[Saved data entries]
━━━━━━━━━━━━━━━━━━━━━━━━━━━━━━
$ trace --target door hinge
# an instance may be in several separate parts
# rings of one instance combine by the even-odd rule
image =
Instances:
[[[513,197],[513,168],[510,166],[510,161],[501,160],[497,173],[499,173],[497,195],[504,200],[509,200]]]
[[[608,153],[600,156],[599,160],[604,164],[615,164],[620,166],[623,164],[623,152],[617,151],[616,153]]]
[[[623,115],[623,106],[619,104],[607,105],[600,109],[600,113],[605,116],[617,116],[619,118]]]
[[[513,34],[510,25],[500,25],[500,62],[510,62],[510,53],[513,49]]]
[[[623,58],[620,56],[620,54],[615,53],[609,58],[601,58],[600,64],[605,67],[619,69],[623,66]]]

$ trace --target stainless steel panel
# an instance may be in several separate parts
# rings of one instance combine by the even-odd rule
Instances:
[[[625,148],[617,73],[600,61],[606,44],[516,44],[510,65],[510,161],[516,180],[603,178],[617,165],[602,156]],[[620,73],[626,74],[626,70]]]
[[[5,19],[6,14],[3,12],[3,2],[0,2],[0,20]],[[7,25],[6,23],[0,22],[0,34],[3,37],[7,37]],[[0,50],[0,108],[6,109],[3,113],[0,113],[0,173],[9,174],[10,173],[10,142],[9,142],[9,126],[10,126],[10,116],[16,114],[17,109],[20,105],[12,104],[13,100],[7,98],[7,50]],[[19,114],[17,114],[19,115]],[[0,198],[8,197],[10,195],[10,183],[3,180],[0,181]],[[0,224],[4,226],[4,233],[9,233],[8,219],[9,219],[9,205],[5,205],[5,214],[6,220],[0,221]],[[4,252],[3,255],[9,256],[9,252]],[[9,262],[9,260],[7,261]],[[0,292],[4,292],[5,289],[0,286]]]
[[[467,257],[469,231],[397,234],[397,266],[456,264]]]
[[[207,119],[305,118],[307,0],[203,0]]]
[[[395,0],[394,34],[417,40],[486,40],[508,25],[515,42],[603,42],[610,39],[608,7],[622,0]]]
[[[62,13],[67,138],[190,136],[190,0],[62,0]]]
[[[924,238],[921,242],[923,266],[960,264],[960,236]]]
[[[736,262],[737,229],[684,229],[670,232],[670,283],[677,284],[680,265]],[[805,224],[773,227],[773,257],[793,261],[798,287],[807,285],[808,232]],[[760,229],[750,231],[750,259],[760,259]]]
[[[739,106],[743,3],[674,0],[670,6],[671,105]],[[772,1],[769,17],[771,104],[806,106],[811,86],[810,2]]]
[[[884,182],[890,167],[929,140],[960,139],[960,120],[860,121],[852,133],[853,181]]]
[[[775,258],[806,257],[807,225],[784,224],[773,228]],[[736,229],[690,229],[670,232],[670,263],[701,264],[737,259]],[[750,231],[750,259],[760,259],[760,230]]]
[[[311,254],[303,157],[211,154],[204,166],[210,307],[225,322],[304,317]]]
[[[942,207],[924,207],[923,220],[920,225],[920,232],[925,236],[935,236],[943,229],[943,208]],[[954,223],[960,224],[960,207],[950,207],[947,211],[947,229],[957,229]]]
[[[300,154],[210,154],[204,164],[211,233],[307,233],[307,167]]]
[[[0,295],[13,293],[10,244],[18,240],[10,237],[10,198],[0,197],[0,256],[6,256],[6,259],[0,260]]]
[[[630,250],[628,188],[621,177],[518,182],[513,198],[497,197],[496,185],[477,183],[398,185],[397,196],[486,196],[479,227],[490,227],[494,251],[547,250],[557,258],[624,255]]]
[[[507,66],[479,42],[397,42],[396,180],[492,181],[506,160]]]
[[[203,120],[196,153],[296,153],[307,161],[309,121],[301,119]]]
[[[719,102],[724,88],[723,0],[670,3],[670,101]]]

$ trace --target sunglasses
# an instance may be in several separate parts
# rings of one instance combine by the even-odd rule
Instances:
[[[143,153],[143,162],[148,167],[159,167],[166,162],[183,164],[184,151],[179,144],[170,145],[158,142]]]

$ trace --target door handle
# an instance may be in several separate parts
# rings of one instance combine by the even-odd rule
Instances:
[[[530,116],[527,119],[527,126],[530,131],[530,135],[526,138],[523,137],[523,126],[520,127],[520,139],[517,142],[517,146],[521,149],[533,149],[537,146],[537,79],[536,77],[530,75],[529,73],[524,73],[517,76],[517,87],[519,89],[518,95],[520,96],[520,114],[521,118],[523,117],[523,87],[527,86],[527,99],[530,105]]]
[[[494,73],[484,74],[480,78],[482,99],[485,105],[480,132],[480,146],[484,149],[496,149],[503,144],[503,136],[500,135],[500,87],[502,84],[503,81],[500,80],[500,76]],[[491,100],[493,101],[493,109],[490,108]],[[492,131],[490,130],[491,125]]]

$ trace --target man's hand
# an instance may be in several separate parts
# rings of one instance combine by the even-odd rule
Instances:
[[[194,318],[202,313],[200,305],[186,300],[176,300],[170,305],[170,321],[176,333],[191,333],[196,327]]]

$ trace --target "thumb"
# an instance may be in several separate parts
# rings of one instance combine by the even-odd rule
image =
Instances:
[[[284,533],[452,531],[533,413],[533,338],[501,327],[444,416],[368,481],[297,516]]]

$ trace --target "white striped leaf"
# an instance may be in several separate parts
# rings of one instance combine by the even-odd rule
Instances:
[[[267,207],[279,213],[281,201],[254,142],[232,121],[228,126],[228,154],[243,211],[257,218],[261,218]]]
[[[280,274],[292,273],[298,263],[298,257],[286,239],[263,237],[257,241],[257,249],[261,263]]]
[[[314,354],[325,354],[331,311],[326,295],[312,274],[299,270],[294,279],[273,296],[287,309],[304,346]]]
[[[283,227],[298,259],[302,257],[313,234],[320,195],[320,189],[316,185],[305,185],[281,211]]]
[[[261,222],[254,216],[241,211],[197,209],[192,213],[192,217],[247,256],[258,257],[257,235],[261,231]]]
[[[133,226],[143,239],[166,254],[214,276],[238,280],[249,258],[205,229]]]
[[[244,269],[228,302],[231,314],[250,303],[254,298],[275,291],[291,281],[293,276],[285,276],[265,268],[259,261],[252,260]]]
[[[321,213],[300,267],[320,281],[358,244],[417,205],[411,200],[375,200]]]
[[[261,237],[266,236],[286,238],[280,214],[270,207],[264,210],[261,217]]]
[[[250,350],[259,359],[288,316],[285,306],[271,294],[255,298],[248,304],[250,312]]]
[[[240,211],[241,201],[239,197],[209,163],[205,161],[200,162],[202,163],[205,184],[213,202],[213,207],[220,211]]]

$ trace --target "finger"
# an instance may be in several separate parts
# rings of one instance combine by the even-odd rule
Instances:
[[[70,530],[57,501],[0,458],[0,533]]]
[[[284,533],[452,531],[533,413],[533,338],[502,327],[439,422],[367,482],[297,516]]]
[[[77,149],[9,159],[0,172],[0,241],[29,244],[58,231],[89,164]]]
━━━━━━━━━━━━━━━━━━━━━━━━━━━━━━
**Exercise objective**
Would you restate the entries word for word, omitting none?

**Answer below**
$ trace --target door hinge
# an instance may be in several separate parts
# rings of one instance combine by the even-odd rule
image =
Instances:
[[[513,197],[513,168],[510,166],[510,161],[501,160],[497,173],[499,173],[497,195],[504,200],[509,200]]]
[[[608,153],[600,156],[599,160],[604,164],[615,164],[620,166],[623,164],[623,152],[617,151],[616,153]]]
[[[623,115],[623,106],[619,104],[607,105],[600,109],[600,113],[605,116],[617,116],[619,118]]]
[[[513,34],[510,25],[500,25],[500,62],[510,62],[510,53],[513,49]]]
[[[623,58],[620,56],[620,54],[615,53],[609,58],[601,58],[600,64],[605,67],[619,69],[623,66]]]

$ trace --target stainless steel panel
# an instance may be in several separate parts
# rings of one instance combine by the even-odd rule
Instances:
[[[625,148],[617,73],[600,61],[606,44],[516,44],[510,65],[510,161],[516,180],[603,178],[617,165],[602,156]],[[620,73],[626,74],[626,70]]]
[[[5,19],[6,14],[3,12],[3,2],[0,2],[0,20]],[[7,25],[6,23],[0,22],[0,34],[3,37],[7,37]],[[0,50],[0,108],[6,109],[3,113],[0,113],[0,173],[9,174],[10,173],[10,142],[9,142],[9,126],[10,126],[10,116],[16,114],[17,109],[20,105],[12,104],[13,100],[7,98],[7,50]],[[19,114],[17,114],[19,115]],[[0,198],[8,197],[10,195],[10,183],[3,180],[0,181]],[[0,224],[4,226],[4,233],[9,233],[8,219],[9,219],[9,205],[5,205],[5,214],[6,220],[0,221]],[[4,252],[3,255],[9,256],[9,252]],[[9,262],[9,260],[7,261]],[[0,292],[4,292],[5,289],[0,286]]]
[[[467,257],[469,231],[397,234],[397,266],[456,264]]]
[[[207,119],[305,118],[307,0],[203,0]]]
[[[395,0],[394,34],[417,40],[486,40],[508,25],[515,42],[603,42],[610,39],[608,7],[622,0]]]
[[[62,13],[67,138],[190,136],[190,0],[62,0]]]
[[[924,238],[921,242],[923,266],[960,264],[960,236]]]
[[[736,262],[737,229],[684,229],[670,232],[670,283],[677,284],[680,265]],[[805,224],[773,227],[773,257],[793,261],[798,287],[807,285],[808,232]],[[760,229],[750,231],[750,259],[760,259]]]
[[[739,106],[743,3],[674,0],[670,6],[671,105]],[[772,1],[769,17],[771,104],[806,106],[811,86],[810,2]]]
[[[884,182],[890,167],[929,140],[960,139],[960,120],[860,121],[852,133],[853,181]]]
[[[775,258],[806,257],[807,225],[784,224],[773,228]],[[736,229],[690,229],[670,232],[670,263],[701,264],[737,259]],[[750,231],[750,259],[760,259],[760,230]]]
[[[311,254],[303,157],[211,154],[204,166],[210,307],[225,322],[304,317]]]
[[[942,207],[924,207],[923,220],[920,225],[920,232],[925,236],[935,236],[943,229],[943,208]],[[954,223],[960,224],[960,207],[950,207],[947,211],[947,229],[957,229]]]
[[[300,154],[210,154],[204,164],[211,233],[307,233],[307,167]]]
[[[0,295],[13,293],[10,244],[18,240],[10,237],[10,198],[0,197],[0,256],[6,256],[6,259],[0,260]]]
[[[630,250],[628,188],[621,177],[518,182],[513,198],[497,197],[496,185],[477,183],[398,185],[397,196],[486,196],[479,227],[490,227],[494,251],[547,250],[557,258],[624,255]]]
[[[507,66],[479,42],[397,42],[396,180],[492,181],[506,160]]]
[[[203,120],[196,153],[296,153],[307,161],[309,121],[301,119]]]
[[[719,102],[724,88],[723,0],[670,3],[670,101]]]

$ trace --target sunglasses
# an instance may be in several separate parts
# rings of one instance combine by the even-odd rule
Instances:
[[[143,153],[143,162],[148,167],[159,167],[166,162],[183,164],[184,151],[179,144],[170,145],[158,142]]]

$ trace --target door handle
# an instance may be in several separate parts
# rings of one instance combine by the even-odd rule
Instances:
[[[530,116],[527,119],[527,126],[530,131],[530,135],[526,138],[523,137],[523,126],[520,127],[520,139],[517,142],[517,146],[521,149],[533,149],[537,146],[537,79],[536,77],[530,75],[529,73],[524,73],[517,76],[517,87],[519,89],[518,95],[520,96],[520,114],[521,118],[523,117],[523,87],[527,86],[527,99],[530,105]]]
[[[494,73],[484,74],[480,78],[482,99],[485,105],[480,132],[480,146],[484,149],[496,149],[503,144],[503,136],[500,135],[500,87],[502,84],[503,81],[500,80],[500,76]],[[491,100],[493,101],[493,109],[490,108]],[[492,131],[490,130],[491,125]]]

$ trace --target man's hand
# an instance may be in several separate parts
# rings of one instance combine by the even-odd rule
Instances:
[[[194,318],[202,313],[200,305],[186,300],[176,300],[170,305],[170,321],[176,333],[191,333],[196,327]]]

$ trace --target "thumb"
# an instance may be in several separate parts
# rings of one instance combine by the even-odd rule
image =
Instances:
[[[284,533],[452,531],[533,413],[533,338],[501,327],[444,416],[368,481],[297,516]]]

$ trace --target "white striped leaf"
# an instance may be in several separate parts
# rings of one instance combine by the even-odd rule
Instances:
[[[267,207],[279,213],[281,201],[254,142],[232,121],[228,126],[228,154],[243,211],[257,218],[261,218]]]
[[[280,274],[292,273],[298,263],[298,257],[286,239],[263,237],[257,241],[257,249],[261,263]]]
[[[314,354],[325,354],[331,311],[326,295],[312,274],[299,270],[294,279],[273,296],[287,309],[304,346]]]
[[[283,227],[298,259],[302,257],[313,234],[320,195],[320,189],[316,185],[305,185],[281,211]]]
[[[261,222],[254,216],[241,211],[197,209],[192,213],[192,217],[247,256],[258,257],[257,235],[261,231]]]
[[[133,226],[143,239],[166,254],[214,276],[238,280],[249,258],[205,229]]]
[[[244,269],[228,302],[231,314],[250,303],[254,298],[275,291],[291,281],[293,276],[285,276],[265,268],[259,261],[252,260]]]
[[[321,213],[300,267],[320,281],[358,244],[417,205],[411,200],[375,200]]]
[[[261,237],[266,236],[286,238],[280,214],[270,207],[264,210],[261,217]]]
[[[250,350],[259,359],[288,316],[285,306],[271,294],[255,298],[248,304],[250,312]]]
[[[240,211],[241,201],[239,197],[209,163],[205,161],[200,162],[202,163],[205,184],[213,202],[213,207],[220,211]]]

$ trace --target "finger"
# an instance may be in several separate parts
# rings of one instance combine by the even-odd rule
Instances:
[[[70,530],[57,501],[0,458],[0,533]]]
[[[284,533],[452,531],[533,413],[533,338],[502,327],[439,422],[367,482],[297,516]]]
[[[77,149],[9,159],[0,172],[0,241],[29,244],[58,231],[89,164]]]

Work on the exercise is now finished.